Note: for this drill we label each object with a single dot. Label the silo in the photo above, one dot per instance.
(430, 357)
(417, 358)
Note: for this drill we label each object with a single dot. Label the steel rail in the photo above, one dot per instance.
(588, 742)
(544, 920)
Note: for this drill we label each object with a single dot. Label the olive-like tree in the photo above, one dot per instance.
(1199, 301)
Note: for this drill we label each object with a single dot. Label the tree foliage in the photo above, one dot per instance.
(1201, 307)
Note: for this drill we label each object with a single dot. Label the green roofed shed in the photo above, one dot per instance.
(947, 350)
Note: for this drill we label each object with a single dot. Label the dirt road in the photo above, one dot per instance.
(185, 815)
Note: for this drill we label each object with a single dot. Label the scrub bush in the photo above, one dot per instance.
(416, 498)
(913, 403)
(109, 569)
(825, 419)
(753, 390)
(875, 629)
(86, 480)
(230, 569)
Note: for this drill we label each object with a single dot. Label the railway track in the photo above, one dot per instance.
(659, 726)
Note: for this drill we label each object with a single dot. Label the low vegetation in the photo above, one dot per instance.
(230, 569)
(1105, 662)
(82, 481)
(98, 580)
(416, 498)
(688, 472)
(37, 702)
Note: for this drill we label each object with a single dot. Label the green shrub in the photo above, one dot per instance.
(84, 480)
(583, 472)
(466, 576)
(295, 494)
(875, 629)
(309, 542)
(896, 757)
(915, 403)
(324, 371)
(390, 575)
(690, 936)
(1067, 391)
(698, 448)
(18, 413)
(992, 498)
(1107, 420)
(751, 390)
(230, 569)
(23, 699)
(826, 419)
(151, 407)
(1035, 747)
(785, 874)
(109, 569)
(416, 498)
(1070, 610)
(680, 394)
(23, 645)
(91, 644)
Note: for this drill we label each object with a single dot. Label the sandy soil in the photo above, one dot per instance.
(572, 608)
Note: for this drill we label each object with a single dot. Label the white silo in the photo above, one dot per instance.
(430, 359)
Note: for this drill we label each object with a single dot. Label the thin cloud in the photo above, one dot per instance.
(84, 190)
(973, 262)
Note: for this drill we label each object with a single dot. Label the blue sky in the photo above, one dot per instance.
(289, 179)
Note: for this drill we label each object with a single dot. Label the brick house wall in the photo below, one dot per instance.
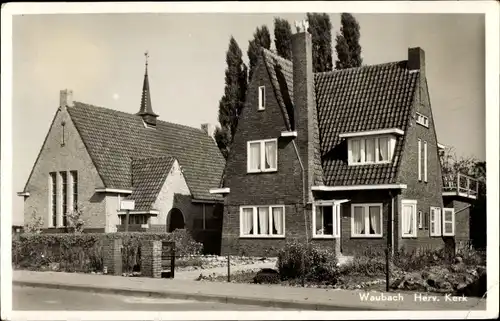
(73, 156)
(462, 218)
(281, 187)
(427, 193)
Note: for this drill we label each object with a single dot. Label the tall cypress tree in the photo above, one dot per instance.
(320, 28)
(283, 38)
(261, 38)
(231, 103)
(348, 47)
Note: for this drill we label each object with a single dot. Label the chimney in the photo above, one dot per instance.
(65, 98)
(303, 76)
(416, 59)
(304, 103)
(209, 129)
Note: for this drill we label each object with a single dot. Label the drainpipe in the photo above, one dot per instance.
(392, 221)
(303, 207)
(303, 189)
(463, 209)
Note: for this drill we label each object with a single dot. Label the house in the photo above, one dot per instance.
(347, 159)
(94, 157)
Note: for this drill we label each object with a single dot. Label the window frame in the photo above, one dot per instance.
(391, 144)
(366, 211)
(53, 200)
(262, 151)
(336, 220)
(444, 210)
(64, 198)
(421, 119)
(425, 161)
(420, 222)
(261, 91)
(255, 221)
(413, 204)
(419, 159)
(437, 221)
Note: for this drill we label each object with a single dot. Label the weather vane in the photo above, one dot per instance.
(146, 54)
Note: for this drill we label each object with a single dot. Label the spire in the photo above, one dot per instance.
(146, 111)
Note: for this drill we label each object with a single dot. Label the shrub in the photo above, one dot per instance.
(297, 260)
(83, 252)
(365, 265)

——

With the pictures stripped out, return each record word for word.

RESULT FOR THIS TASK -
Note: for this drill we label each object with a single dot. Label the silo in the photo above, one dot per instance.
(430, 357)
(417, 358)
Note: for this drill we label each object with a single dot. Label the steel rail in the photo above, one dot per instance.
(588, 742)
(544, 920)
Note: for this drill we label each object with a single dot. Label the olive-like tree in the photo above, one dot per instance.
(1199, 301)
Note: for this drill we label each object with a single dot. Label the tree foliage in the photo above, one dot per instance.
(1201, 307)
Note: for this drill we label each object with a single dot. Label the green roofed shed in the photo above, one dot per instance.
(947, 350)
Note: for this drill we label each object with a single dot. Label the dirt road in the photo above, one dot per instance.
(185, 815)
Note: for this drill we label each object with a single dot. Label the scrub bush in the photo above, one dot per instance.
(416, 498)
(913, 403)
(109, 569)
(825, 419)
(753, 390)
(875, 629)
(86, 480)
(230, 569)
Note: for this drill we label each object with a single dot. Label the railway track in the photo above, one dot per instance.
(659, 726)
Note: for this drill we label each object with a single dot. Label the low vegetation in the photo above, one dot per instance.
(230, 569)
(1105, 662)
(82, 481)
(98, 580)
(416, 498)
(688, 472)
(37, 702)
Note: for this drill we label each object with a single dot. Label the green shrub in the photo above, one dot per instance.
(84, 480)
(583, 472)
(466, 576)
(295, 494)
(875, 629)
(309, 542)
(896, 757)
(915, 403)
(324, 371)
(390, 575)
(690, 936)
(1067, 391)
(698, 448)
(18, 413)
(992, 498)
(1107, 420)
(751, 390)
(230, 569)
(23, 699)
(826, 419)
(151, 407)
(1035, 747)
(785, 874)
(109, 569)
(416, 498)
(1070, 610)
(680, 394)
(23, 645)
(91, 644)
Note: for this drill we label each object with a single dot. Label the sandy soil in the photo above, one dot per instance.
(572, 608)
Note: for this drill we label each object with a single dot. Label the white silo in the photo above, one dot per instance.
(430, 359)
Note: for this drill we label each object with a single dot. Label the thin cloud in the photo above, one dot per instance.
(84, 190)
(973, 262)
Note: for this drill we label each object with a single dot. Label the blue sky in the photo above, one dot per instance.
(289, 179)
Note: for this drill we label each object with a single dot. Label the brick house wall in the photo below, one dot per instance.
(73, 156)
(462, 218)
(281, 187)
(427, 193)
Note: for this drill we label each object with a single dot. Label the tall cypress tree in the photo above, one dot per instance.
(320, 28)
(283, 38)
(261, 38)
(231, 103)
(348, 47)
Note: for this drill we label each object with a single dot. Label the chimney in the photo above, one dot per instance.
(65, 98)
(303, 76)
(416, 59)
(304, 103)
(209, 129)
Note: for this drill we label each object with a single dot. Label the drainpipe in the photo above, one dot per instance.
(392, 221)
(303, 207)
(303, 189)
(463, 209)
Note: for this drill we label each object with a single dot. Label the house in the photo above, one dot per instance.
(347, 159)
(94, 157)
Note: for this drill we label each object with a single dot. Label the window frame in the photo above, one dot per instance.
(391, 144)
(366, 211)
(53, 200)
(262, 151)
(336, 220)
(444, 210)
(64, 198)
(421, 119)
(425, 161)
(420, 222)
(261, 91)
(255, 221)
(413, 204)
(419, 159)
(437, 221)
Note: for this drill we label each object with a single dot. Label the weather vane in the photo above, one dot per instance.
(146, 54)
Note: for this drill we label each object with a single dot. Label the spire in the photo above, one dot per instance.
(146, 111)
Note: for this drill we label each object with a single dot. Label the shrub in the photo above, one dot per instance.
(297, 260)
(83, 252)
(365, 265)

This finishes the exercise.